:: What is being asked ::
Identify every line in the records below that contains the word "wide", and copy each of those lines. Case counts.

* Begin Information supplied *

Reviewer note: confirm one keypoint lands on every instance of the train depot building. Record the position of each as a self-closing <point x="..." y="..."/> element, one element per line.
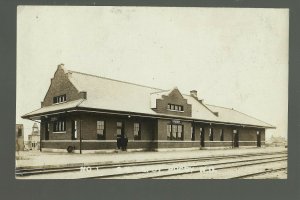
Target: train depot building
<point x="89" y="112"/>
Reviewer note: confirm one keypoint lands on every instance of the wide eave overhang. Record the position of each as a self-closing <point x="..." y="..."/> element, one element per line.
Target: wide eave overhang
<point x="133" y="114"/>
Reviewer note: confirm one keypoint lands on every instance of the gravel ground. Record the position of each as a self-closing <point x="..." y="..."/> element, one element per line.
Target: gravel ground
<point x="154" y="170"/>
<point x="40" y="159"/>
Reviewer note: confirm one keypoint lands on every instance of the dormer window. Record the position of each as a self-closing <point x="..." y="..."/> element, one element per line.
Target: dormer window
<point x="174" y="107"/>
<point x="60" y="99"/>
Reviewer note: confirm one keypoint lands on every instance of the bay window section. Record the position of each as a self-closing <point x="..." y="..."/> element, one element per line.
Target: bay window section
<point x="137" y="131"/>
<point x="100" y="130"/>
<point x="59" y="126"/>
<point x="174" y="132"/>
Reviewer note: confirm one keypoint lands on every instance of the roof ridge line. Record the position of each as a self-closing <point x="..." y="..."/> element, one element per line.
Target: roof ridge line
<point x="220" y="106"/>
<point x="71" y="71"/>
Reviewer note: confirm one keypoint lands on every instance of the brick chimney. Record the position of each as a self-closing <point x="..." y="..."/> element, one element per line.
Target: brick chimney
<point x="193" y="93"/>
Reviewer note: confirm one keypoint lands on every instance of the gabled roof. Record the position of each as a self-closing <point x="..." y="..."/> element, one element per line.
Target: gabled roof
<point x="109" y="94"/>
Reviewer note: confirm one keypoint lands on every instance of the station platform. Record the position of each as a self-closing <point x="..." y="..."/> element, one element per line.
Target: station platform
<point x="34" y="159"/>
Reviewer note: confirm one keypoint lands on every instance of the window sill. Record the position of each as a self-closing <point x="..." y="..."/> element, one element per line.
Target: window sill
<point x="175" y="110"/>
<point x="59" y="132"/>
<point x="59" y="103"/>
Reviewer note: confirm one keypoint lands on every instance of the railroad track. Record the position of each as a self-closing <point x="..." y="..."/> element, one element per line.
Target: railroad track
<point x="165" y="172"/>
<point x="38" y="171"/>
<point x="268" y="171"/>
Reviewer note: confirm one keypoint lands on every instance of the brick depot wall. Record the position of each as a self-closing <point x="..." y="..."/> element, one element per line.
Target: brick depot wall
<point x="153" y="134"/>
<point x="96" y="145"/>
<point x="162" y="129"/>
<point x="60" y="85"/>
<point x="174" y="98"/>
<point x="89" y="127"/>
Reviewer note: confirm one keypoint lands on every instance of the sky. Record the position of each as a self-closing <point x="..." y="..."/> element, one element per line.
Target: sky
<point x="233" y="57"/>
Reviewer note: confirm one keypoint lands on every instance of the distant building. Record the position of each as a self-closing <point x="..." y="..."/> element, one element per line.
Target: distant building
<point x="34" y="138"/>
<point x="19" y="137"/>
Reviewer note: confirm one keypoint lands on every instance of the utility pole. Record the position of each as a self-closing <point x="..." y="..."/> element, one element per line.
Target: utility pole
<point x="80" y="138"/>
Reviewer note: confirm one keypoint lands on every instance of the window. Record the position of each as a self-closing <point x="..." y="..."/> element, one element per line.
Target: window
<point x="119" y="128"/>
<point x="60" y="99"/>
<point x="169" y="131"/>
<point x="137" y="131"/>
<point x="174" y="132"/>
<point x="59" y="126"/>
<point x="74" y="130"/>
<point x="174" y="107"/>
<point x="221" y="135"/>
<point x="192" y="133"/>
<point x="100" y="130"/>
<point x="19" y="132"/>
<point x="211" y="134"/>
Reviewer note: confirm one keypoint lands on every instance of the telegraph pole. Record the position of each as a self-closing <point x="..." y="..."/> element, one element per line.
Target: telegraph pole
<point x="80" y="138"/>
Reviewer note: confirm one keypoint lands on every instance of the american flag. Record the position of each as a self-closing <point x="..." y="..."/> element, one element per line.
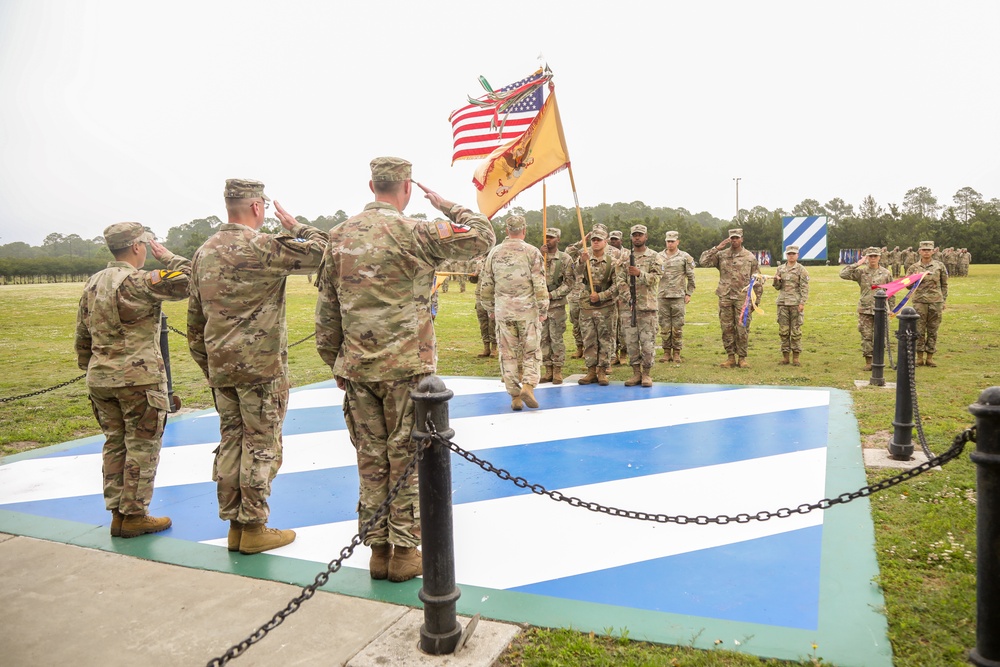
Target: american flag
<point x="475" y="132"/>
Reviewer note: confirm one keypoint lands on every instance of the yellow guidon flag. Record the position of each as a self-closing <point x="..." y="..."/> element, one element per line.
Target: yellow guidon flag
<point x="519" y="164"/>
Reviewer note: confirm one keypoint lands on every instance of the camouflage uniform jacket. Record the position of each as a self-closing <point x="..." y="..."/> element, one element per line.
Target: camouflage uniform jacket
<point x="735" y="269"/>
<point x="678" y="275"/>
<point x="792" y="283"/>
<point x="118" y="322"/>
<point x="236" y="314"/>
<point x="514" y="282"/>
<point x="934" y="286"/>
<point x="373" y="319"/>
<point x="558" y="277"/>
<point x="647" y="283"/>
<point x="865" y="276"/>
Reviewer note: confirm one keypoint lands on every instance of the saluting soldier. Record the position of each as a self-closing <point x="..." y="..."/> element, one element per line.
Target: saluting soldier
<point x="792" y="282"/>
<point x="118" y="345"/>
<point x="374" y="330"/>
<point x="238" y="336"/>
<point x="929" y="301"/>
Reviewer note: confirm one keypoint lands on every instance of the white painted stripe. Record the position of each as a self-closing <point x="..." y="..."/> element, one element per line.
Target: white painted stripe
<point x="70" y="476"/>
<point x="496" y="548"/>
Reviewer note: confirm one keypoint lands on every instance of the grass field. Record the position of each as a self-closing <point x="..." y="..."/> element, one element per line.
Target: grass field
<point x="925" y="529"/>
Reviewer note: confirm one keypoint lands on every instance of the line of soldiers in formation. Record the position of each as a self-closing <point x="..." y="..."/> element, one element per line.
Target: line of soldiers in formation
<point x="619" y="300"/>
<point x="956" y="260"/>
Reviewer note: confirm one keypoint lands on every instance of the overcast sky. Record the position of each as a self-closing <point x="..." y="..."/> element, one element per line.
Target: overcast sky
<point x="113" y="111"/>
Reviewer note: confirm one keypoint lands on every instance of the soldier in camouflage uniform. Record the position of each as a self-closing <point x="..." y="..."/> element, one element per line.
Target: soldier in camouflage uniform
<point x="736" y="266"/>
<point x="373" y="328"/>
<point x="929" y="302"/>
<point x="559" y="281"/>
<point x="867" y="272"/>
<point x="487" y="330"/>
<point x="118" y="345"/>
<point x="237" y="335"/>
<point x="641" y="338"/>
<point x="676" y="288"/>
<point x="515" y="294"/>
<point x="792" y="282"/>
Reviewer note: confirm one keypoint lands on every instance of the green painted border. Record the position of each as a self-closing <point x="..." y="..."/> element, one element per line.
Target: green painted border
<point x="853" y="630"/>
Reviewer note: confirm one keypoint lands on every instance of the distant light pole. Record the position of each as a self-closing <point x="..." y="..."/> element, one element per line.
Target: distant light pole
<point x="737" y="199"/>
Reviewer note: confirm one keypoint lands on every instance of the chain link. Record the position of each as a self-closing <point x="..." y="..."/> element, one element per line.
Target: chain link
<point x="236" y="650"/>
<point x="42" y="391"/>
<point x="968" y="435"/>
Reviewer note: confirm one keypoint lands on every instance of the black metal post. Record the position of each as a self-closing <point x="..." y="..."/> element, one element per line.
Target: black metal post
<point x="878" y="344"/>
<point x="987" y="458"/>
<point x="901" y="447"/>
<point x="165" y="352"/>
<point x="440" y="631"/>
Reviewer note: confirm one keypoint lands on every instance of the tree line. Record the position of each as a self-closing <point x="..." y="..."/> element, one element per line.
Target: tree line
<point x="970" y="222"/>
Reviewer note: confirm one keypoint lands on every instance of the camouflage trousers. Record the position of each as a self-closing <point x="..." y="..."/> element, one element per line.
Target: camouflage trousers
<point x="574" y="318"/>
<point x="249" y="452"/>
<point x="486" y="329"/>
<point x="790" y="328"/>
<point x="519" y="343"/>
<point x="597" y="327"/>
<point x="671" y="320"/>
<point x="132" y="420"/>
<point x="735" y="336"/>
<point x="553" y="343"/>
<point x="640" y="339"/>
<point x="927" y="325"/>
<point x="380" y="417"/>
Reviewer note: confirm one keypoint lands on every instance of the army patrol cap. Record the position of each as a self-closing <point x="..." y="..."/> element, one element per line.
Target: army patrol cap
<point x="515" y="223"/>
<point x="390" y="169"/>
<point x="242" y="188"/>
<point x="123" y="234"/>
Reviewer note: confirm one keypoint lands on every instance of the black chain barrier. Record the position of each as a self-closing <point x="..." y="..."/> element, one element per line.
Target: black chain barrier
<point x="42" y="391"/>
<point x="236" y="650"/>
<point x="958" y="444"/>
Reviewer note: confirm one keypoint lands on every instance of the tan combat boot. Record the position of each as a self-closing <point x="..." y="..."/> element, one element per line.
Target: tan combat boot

* End Information supplied *
* Begin Information supplied *

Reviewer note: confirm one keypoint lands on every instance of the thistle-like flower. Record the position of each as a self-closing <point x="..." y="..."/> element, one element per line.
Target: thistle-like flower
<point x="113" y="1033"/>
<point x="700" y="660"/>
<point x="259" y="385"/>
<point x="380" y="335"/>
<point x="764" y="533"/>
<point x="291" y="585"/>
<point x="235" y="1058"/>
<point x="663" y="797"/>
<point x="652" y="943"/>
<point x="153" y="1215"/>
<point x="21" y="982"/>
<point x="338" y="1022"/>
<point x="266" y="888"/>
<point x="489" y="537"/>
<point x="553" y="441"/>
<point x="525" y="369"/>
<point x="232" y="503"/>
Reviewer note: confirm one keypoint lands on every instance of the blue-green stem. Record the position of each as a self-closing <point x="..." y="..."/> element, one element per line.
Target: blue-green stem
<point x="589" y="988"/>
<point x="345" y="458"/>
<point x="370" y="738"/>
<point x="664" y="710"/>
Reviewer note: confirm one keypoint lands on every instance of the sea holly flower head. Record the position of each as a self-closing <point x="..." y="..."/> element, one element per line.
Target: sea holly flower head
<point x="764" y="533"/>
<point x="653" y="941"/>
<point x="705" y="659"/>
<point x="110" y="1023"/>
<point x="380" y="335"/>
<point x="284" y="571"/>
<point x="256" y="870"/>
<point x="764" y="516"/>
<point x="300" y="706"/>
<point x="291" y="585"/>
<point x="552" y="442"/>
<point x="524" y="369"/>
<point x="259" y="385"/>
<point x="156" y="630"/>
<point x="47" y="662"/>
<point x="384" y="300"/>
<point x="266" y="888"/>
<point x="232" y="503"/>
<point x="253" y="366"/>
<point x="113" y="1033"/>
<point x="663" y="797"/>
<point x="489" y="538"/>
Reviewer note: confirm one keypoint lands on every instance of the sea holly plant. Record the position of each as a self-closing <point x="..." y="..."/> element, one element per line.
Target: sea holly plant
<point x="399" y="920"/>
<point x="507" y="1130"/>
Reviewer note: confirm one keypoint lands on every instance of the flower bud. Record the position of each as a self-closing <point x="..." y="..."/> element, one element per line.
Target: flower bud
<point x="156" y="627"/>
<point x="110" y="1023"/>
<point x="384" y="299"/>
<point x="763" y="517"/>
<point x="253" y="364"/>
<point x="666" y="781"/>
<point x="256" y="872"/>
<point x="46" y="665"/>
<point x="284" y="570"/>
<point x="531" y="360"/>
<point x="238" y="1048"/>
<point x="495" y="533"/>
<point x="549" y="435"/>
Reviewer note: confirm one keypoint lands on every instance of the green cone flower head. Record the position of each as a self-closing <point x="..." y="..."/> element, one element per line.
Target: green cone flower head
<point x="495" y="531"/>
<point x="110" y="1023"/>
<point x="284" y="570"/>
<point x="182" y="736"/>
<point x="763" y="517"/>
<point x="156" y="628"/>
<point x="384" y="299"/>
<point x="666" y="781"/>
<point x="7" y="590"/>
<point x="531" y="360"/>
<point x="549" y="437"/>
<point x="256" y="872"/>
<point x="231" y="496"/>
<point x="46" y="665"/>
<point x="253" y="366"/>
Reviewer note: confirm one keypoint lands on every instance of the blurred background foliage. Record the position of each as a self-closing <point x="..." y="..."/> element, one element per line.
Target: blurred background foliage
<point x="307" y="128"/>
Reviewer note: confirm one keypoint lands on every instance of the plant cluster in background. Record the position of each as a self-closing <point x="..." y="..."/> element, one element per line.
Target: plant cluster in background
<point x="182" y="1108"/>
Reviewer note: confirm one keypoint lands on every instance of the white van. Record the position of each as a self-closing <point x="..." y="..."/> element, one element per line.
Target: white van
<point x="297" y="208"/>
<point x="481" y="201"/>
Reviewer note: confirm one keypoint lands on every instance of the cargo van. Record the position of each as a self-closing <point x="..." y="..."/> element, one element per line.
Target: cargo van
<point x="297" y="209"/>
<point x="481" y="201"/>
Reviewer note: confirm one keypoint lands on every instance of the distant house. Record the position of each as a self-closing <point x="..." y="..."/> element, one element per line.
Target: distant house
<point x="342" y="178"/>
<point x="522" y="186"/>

* End Information supplied *

:: Answer for the task ::
Reviewer note: confirm one keypoint lands on every instance of the wide eave overhang. Record the position of each as a self-closing <point x="..." y="..."/> element, one element per line.
Target: wide eave overhang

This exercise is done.